**Task goal:** Rewrite the data below, renaming every "Query" to "Target" and keeping everything else the same.

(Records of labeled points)
_ _ _ _ _
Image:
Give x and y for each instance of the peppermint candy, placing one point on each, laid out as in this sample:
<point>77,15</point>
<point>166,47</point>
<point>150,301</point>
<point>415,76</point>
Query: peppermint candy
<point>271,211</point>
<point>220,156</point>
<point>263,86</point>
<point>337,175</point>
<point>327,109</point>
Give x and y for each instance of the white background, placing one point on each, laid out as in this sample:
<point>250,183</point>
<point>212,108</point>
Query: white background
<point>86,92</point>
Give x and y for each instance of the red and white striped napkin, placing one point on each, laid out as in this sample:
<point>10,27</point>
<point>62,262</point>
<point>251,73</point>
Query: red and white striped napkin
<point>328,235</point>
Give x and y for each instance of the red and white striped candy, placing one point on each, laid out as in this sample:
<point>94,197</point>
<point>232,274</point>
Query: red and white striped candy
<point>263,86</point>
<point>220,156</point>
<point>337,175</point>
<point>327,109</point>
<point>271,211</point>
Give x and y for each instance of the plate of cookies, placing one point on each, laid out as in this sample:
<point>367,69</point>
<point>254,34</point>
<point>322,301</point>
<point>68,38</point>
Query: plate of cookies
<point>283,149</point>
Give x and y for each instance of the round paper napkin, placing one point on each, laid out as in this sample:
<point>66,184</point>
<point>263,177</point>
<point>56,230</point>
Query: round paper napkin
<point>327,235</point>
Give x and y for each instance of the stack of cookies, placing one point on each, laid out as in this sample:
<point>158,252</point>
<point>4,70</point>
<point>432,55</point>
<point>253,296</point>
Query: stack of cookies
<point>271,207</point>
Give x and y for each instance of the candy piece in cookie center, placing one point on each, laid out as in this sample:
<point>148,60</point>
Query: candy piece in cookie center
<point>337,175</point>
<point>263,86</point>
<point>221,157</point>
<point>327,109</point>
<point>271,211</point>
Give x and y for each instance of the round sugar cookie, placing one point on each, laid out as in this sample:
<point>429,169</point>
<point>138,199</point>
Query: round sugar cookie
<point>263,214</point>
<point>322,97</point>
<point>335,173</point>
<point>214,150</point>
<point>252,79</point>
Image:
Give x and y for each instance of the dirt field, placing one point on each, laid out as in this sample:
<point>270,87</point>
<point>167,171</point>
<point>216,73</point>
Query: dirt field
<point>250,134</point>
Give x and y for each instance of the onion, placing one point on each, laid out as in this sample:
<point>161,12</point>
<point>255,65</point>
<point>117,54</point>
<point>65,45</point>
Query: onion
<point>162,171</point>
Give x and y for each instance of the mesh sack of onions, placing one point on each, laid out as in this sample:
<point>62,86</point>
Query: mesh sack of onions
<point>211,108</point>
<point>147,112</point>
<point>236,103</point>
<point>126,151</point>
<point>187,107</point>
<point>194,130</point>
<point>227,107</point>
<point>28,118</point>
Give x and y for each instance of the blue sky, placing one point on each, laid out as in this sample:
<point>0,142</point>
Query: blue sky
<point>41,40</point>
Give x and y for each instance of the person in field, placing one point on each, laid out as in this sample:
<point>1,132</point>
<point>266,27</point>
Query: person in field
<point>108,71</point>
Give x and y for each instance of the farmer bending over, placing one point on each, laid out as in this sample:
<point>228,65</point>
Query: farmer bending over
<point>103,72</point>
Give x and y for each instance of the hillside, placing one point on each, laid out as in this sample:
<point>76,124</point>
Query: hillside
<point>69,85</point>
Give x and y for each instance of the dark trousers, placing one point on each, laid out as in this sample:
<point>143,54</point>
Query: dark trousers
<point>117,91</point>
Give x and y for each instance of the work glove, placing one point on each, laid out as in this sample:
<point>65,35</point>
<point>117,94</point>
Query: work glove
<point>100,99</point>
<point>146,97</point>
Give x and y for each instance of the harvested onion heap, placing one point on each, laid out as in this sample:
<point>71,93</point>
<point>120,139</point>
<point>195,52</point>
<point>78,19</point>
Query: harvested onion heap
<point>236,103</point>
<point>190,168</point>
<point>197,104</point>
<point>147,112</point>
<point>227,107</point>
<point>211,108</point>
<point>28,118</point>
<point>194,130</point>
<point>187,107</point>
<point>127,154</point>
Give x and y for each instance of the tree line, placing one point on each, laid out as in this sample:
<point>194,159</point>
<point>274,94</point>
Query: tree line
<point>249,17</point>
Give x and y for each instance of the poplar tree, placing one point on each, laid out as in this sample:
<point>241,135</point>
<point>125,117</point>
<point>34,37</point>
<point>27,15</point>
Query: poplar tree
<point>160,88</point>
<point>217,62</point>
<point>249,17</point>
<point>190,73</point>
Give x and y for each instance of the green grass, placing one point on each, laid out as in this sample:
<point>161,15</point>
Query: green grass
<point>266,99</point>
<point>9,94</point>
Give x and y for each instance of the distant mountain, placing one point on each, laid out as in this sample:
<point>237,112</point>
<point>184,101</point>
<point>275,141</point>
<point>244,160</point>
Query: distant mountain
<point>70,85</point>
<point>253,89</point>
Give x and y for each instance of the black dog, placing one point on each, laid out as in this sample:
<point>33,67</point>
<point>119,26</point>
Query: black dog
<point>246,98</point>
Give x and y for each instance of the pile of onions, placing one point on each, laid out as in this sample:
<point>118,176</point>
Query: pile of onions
_ _ _ _ _
**Answer for this exercise:**
Image:
Give x and y for each instance of the peppermint candy, placing one point on each, laid out as in this sample:
<point>77,15</point>
<point>166,47</point>
<point>150,301</point>
<point>415,76</point>
Target: peppermint candy
<point>271,211</point>
<point>220,156</point>
<point>263,86</point>
<point>337,175</point>
<point>327,109</point>
Give x and y for each instance of the white background, placing one point on each, laid out as in this sample:
<point>250,183</point>
<point>212,108</point>
Target: white background
<point>86,92</point>
Give x and y for each instance of the red and white striped napkin, placing one point on each, laid out as in this sample:
<point>10,27</point>
<point>62,262</point>
<point>251,73</point>
Target: red and white striped napkin
<point>328,235</point>
Give x and y for each instance of the red and white striped candy, placing one point on each, laid out as in this sample:
<point>94,197</point>
<point>232,274</point>
Target: red and white striped candy
<point>263,86</point>
<point>220,156</point>
<point>337,175</point>
<point>327,109</point>
<point>271,211</point>
Give x and y for each instance of the plate of cookies, placing one point on each, laid out as in this sample:
<point>367,69</point>
<point>254,34</point>
<point>322,301</point>
<point>68,38</point>
Target: plate of cookies
<point>283,149</point>
Give x and y for each instance of the round paper napkin, placing one point on each, laid out as in this sample:
<point>66,184</point>
<point>263,177</point>
<point>56,230</point>
Target: round paper napkin
<point>327,235</point>
Give x and y for each instance of the stack of cookies, placing one point on each, laid out as in this sample:
<point>158,252</point>
<point>4,70</point>
<point>432,55</point>
<point>253,296</point>
Target: stack of cookies
<point>271,207</point>
Give x and y for each instance of the candy piece in cookie center, placing one point on each, laid out as in this sample:
<point>148,60</point>
Target: candy piece in cookie center
<point>337,175</point>
<point>263,86</point>
<point>221,157</point>
<point>327,109</point>
<point>271,211</point>
Give x and y for each instance of the round sugar cookie, placing one point on each, laid out as in this sample:
<point>429,169</point>
<point>138,199</point>
Target: round sugar cookie
<point>263,214</point>
<point>322,97</point>
<point>335,173</point>
<point>214,150</point>
<point>252,79</point>
Image:
Give x and y for each instance of the dirt field, placing one point on each, laid out as in this sample:
<point>270,87</point>
<point>167,171</point>
<point>216,73</point>
Target: dirt field
<point>250,134</point>
Give x and y for each instance of the onion, placing one point on each, laid out as in this sample:
<point>161,12</point>
<point>255,65</point>
<point>117,54</point>
<point>65,45</point>
Target: onion
<point>162,171</point>
Give x and y for each instance of the mesh sack of onions, placing one point on each, laid out as in this sample:
<point>62,86</point>
Target: mesh sack of onions
<point>211,108</point>
<point>147,112</point>
<point>236,103</point>
<point>126,151</point>
<point>187,107</point>
<point>194,130</point>
<point>227,107</point>
<point>28,118</point>
Give x and y for each instance of the blue sky, placing one point on each, laid out as in this sample:
<point>0,142</point>
Target: blue sky
<point>41,40</point>
Give x and y for each instance of the person in field, placing one point on each, laid out as in this sample:
<point>1,132</point>
<point>266,27</point>
Target: person in field
<point>108,71</point>
Give x and y for each instance of the farmer bending over, placing one point on each, laid out as in this sample:
<point>228,65</point>
Target: farmer bending over
<point>103,72</point>
Give x and y for each instance of the hillside, placing one point on each, laid out as in this sample:
<point>76,124</point>
Target: hillside
<point>69,85</point>
Give x and y for each instance of the dark trousers, placing one point on each, laid out as in this sample:
<point>143,54</point>
Target: dark trousers
<point>117,91</point>
Give x and y for each instance of the work glove, placing one point on each, laid out as in this sample:
<point>65,35</point>
<point>117,94</point>
Target: work glove
<point>100,99</point>
<point>146,97</point>
Give x and y for each instance of the harvested onion heap, placing one point on each, laid out as in this sample:
<point>71,93</point>
<point>120,139</point>
<point>195,52</point>
<point>78,19</point>
Target: harvested onion heap
<point>236,103</point>
<point>190,168</point>
<point>197,104</point>
<point>147,112</point>
<point>227,107</point>
<point>211,108</point>
<point>28,118</point>
<point>194,130</point>
<point>187,107</point>
<point>127,154</point>
Give x and y for each instance of the tree line, placing one point on each, laid out as in this sample:
<point>194,159</point>
<point>274,94</point>
Target: tree line
<point>249,17</point>
Give x and y for each instance of the poplar tree, placing one point on each, laid out as in this sample:
<point>241,135</point>
<point>125,117</point>
<point>34,37</point>
<point>27,15</point>
Target: poplar tree
<point>160,88</point>
<point>217,62</point>
<point>249,17</point>
<point>190,73</point>
Give x and y for each instance of the green grass, placing one point on each, laid out as in this sample:
<point>161,15</point>
Target: green grass
<point>266,99</point>
<point>9,94</point>
Give x and y for each instance of the distant mountain, placing one point on each, laid out as in this sample:
<point>237,112</point>
<point>184,101</point>
<point>275,141</point>
<point>244,160</point>
Target: distant mountain
<point>70,85</point>
<point>253,89</point>
Give x and y for each instance of the black dog, placing one point on each, laid out as in this sample:
<point>33,67</point>
<point>119,26</point>
Target: black dog
<point>246,98</point>
Give x and y for each instance of the pile of onions, placing one point on each, laid out as in this sample:
<point>118,176</point>
Target: pile of onions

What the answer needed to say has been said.